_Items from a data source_
++++++
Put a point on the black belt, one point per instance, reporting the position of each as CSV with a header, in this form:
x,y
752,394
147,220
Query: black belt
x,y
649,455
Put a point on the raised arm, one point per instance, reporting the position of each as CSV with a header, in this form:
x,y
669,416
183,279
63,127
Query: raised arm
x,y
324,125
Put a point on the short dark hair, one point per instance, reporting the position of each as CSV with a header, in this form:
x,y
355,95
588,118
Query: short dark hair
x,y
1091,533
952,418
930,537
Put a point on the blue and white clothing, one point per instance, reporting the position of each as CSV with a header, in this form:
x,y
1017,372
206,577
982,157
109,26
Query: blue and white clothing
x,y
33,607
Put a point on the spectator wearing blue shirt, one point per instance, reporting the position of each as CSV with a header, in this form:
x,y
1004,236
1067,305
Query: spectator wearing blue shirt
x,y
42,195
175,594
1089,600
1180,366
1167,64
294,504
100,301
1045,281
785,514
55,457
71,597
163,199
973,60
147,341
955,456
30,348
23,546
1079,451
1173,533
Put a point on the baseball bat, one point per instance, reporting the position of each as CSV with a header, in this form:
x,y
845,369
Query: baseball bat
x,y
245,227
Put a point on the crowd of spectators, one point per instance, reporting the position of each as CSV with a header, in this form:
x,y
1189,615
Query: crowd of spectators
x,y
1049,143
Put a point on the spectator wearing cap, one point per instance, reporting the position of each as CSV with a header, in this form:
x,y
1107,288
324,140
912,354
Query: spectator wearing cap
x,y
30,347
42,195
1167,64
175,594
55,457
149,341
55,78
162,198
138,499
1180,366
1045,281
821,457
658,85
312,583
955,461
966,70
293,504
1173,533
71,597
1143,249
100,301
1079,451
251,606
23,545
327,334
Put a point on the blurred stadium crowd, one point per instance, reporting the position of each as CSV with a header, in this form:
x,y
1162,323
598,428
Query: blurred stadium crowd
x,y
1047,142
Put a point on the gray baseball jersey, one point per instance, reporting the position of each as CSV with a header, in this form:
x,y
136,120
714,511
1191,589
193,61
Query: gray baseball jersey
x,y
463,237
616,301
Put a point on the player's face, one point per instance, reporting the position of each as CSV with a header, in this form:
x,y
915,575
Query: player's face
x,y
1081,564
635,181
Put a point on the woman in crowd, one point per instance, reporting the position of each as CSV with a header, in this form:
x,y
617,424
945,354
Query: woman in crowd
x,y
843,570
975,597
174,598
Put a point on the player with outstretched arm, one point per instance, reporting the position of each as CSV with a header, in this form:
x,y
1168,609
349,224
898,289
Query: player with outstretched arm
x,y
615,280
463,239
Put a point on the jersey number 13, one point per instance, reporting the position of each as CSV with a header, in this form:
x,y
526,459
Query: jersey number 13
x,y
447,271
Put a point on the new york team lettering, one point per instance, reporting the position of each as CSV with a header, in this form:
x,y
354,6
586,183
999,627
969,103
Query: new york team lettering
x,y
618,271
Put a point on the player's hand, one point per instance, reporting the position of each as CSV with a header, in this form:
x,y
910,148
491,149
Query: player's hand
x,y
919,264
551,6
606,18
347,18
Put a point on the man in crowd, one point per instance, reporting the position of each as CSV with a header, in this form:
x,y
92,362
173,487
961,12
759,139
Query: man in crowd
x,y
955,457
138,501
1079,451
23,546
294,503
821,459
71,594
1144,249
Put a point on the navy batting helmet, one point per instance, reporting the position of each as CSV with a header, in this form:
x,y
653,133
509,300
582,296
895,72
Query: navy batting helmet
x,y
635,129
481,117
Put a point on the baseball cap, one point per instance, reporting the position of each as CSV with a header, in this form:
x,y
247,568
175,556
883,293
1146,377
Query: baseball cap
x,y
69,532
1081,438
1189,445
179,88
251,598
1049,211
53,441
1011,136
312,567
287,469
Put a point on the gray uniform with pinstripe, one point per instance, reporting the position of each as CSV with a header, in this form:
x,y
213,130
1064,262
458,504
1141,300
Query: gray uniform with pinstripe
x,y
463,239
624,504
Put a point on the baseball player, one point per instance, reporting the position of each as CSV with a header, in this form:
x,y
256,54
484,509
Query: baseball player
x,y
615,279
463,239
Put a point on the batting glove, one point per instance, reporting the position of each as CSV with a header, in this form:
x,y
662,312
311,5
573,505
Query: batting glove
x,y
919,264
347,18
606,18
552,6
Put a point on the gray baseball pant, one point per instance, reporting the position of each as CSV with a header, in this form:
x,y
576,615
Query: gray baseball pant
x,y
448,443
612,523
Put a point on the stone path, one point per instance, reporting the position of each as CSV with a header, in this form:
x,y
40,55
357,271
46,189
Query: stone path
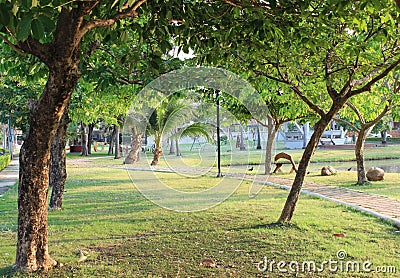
++++++
_What the task asks_
State how many lines of the material contain the string "short" with matching case, and give only that number.

_Expected output_
2